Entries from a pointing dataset

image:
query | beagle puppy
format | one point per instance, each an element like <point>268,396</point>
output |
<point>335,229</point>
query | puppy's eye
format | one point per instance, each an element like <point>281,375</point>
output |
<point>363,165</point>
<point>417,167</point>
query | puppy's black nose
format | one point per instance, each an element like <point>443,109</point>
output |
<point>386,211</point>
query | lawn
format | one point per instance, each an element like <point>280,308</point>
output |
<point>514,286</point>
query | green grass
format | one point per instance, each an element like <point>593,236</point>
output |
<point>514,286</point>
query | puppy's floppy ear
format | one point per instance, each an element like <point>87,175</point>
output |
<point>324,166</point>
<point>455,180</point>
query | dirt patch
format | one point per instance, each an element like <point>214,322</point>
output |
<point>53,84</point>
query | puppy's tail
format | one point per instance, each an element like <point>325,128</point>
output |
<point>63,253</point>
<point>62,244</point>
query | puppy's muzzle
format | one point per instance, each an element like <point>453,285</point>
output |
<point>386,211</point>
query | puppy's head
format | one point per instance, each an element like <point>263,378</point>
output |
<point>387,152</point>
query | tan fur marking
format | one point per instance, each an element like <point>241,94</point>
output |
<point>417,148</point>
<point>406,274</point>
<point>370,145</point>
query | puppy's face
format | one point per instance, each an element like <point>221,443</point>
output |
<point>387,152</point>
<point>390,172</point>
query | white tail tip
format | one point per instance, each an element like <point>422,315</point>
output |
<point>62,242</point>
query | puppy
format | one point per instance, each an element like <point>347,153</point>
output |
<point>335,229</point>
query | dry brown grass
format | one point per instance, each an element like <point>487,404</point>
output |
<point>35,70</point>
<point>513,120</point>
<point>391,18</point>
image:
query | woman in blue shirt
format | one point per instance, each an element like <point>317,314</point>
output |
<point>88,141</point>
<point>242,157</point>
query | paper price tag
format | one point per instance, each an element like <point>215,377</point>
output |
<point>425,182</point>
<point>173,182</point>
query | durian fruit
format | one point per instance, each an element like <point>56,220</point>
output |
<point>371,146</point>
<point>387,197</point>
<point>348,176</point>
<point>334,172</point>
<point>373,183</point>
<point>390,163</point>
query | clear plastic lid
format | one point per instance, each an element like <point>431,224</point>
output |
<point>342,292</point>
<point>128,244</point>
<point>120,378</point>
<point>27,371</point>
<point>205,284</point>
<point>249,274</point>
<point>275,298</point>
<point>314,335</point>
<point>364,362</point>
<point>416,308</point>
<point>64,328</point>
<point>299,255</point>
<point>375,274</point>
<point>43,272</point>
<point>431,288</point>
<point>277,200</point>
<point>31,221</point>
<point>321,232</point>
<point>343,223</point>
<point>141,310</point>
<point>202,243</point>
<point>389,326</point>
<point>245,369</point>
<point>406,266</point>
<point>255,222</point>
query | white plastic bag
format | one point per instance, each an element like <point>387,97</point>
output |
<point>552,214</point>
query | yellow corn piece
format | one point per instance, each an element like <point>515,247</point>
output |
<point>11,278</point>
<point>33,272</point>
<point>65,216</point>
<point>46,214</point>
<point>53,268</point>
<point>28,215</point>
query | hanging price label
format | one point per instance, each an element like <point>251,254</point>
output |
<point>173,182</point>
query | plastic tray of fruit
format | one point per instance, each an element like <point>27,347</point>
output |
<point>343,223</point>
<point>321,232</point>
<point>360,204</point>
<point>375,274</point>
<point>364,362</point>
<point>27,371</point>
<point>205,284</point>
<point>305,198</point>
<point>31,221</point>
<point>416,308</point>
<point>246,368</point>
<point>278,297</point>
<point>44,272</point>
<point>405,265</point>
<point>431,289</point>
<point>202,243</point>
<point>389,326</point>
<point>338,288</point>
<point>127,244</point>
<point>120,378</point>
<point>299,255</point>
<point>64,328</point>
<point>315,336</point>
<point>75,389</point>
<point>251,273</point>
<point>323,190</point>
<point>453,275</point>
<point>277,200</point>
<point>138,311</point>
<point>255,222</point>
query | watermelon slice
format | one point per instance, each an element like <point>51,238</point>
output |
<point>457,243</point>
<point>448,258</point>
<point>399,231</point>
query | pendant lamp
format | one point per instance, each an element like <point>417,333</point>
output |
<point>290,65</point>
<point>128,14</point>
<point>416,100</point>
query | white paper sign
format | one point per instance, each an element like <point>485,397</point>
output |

**Stated exercise**
Reproduce all of the items above character for character, without changing anything.

**Solved exercise**
image:
query | beagle puppy
format | one point per instance, each an element like <point>268,396</point>
output |
<point>335,229</point>
query | puppy's eye
format | one point per instance, each an element like <point>281,375</point>
output |
<point>363,165</point>
<point>417,167</point>
query | puppy's black nose
format | one point per instance, each an element like <point>443,109</point>
output |
<point>386,211</point>
query | lawn
format | one point per instance, each an element like <point>280,308</point>
output |
<point>514,286</point>
query | green grass
format | one point per instance, each an element like <point>593,236</point>
output |
<point>514,286</point>
query | puppy's floppy ear
format | one point per instance, each an element like <point>87,175</point>
output |
<point>324,166</point>
<point>455,180</point>
query | dirt patch
format | one point per instance, each an element like <point>214,322</point>
output |
<point>53,84</point>
query | puppy's tail
format | one point per instance, each an element like <point>325,128</point>
output |
<point>63,253</point>
<point>62,244</point>
query | puppy's muzzle
format | one point per instance, each an element like <point>453,285</point>
output |
<point>386,211</point>
query | puppy's head
format | one point per instance, each an element like <point>263,378</point>
output |
<point>387,152</point>
query | tan fur marking
format | one point per instance, each an element like <point>241,94</point>
output |
<point>417,148</point>
<point>406,274</point>
<point>370,145</point>
query | puppy's face
format | one point per instance, each an element like <point>221,443</point>
output |
<point>387,152</point>
<point>390,172</point>
query | white tail tip
format | one point per instance, each an element like <point>422,315</point>
output |
<point>62,242</point>
query | puppy
format | one point per instance, each an element like <point>347,153</point>
output |
<point>335,229</point>
query | dry brown grass
format | one point per instance, each an element like <point>487,404</point>
output |
<point>35,70</point>
<point>513,120</point>
<point>391,18</point>
image:
query | woman in blue shirt
format | one point per instance, each an element like <point>317,314</point>
output |
<point>88,141</point>
<point>242,157</point>
query | paper price tag
format | one point per instance, each an element like <point>215,377</point>
output |
<point>425,182</point>
<point>173,182</point>
query | durian fruit
format | one point per instance, each an element like <point>56,220</point>
output |
<point>371,146</point>
<point>387,197</point>
<point>348,176</point>
<point>334,172</point>
<point>373,183</point>
<point>390,163</point>
query | clear plastic lid
format | one point per instance, each an element like <point>431,224</point>
output |
<point>342,292</point>
<point>128,244</point>
<point>120,378</point>
<point>27,371</point>
<point>205,284</point>
<point>249,274</point>
<point>275,298</point>
<point>314,335</point>
<point>364,362</point>
<point>416,308</point>
<point>64,328</point>
<point>299,255</point>
<point>375,274</point>
<point>43,272</point>
<point>431,288</point>
<point>277,200</point>
<point>31,221</point>
<point>321,232</point>
<point>343,223</point>
<point>141,310</point>
<point>202,243</point>
<point>389,326</point>
<point>245,369</point>
<point>406,266</point>
<point>255,222</point>
query | white plastic bag
format | one point per instance, each an element like <point>387,97</point>
output |
<point>552,214</point>
query | yellow corn piece
format | one point per instance, each an element like <point>515,247</point>
output |
<point>11,278</point>
<point>33,272</point>
<point>65,216</point>
<point>46,214</point>
<point>53,268</point>
<point>28,215</point>
query | hanging price label
format | one point per instance, each an element like <point>251,254</point>
output |
<point>173,182</point>
query | plastic tray of fruit
format | one point per instance, each an element like <point>27,347</point>
output |
<point>343,223</point>
<point>321,232</point>
<point>360,204</point>
<point>375,274</point>
<point>364,362</point>
<point>27,371</point>
<point>205,284</point>
<point>305,198</point>
<point>31,221</point>
<point>416,308</point>
<point>246,368</point>
<point>278,297</point>
<point>44,272</point>
<point>405,265</point>
<point>431,289</point>
<point>202,243</point>
<point>389,326</point>
<point>338,288</point>
<point>127,244</point>
<point>120,378</point>
<point>299,255</point>
<point>64,328</point>
<point>315,336</point>
<point>75,389</point>
<point>251,273</point>
<point>323,190</point>
<point>453,275</point>
<point>277,200</point>
<point>138,311</point>
<point>255,222</point>
query | watermelon slice
format | one point per instance, each an element like <point>51,238</point>
output |
<point>457,243</point>
<point>448,258</point>
<point>399,231</point>
query | pendant lamp
format | one point per instance, each an element like <point>417,333</point>
output |
<point>290,65</point>
<point>128,14</point>
<point>416,100</point>
query | white paper sign
format | one point per instance, each an element like <point>485,397</point>
output |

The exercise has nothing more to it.